- Position annotation records
****************
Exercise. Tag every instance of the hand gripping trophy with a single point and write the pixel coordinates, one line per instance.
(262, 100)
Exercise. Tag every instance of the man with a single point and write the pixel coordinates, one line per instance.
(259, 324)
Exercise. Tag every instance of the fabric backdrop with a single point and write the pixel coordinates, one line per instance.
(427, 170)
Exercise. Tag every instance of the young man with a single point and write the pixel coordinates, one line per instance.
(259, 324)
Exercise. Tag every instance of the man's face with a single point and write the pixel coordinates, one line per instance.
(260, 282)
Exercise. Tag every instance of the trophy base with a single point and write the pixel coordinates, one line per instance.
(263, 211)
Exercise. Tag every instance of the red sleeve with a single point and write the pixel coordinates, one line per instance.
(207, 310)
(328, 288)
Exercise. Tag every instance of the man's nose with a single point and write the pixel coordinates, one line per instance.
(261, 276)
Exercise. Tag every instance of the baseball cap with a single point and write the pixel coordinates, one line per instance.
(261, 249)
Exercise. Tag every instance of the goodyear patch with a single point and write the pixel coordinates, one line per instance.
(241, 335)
****************
- PROBLEM TO WORK ON
Rewrite the lines from the one containing "Exercise. Tag every instance of the trophy" through the end of the records as a two-column CSV with the headers instruction and points. Give one row for each line and the answer beneath it, with each value in a single quoted field and any line breaks replaced by spaces.

- FINISHED TASK
instruction,points
"Exercise. Tag every instance of the trophy base with a single point and write the pixel coordinates, one line per instance.","(263, 211)"
"Exercise. Tag every instance of the red sleeve with a single point and write the pixel coordinates, one line per instance.","(207, 310) (328, 288)"
"Exercise. Tag every instance of the man's nose with a single point and write the pixel coordinates, one line per instance.","(261, 276)"
"Exercise. Tag every instance of the baseball cap with a single point and write the pixel coordinates, one line per instance.","(261, 249)"
"Exercise. Tag every instance of the goodyear patch with a single point and write the pixel coordinates, one line per instance.","(241, 335)"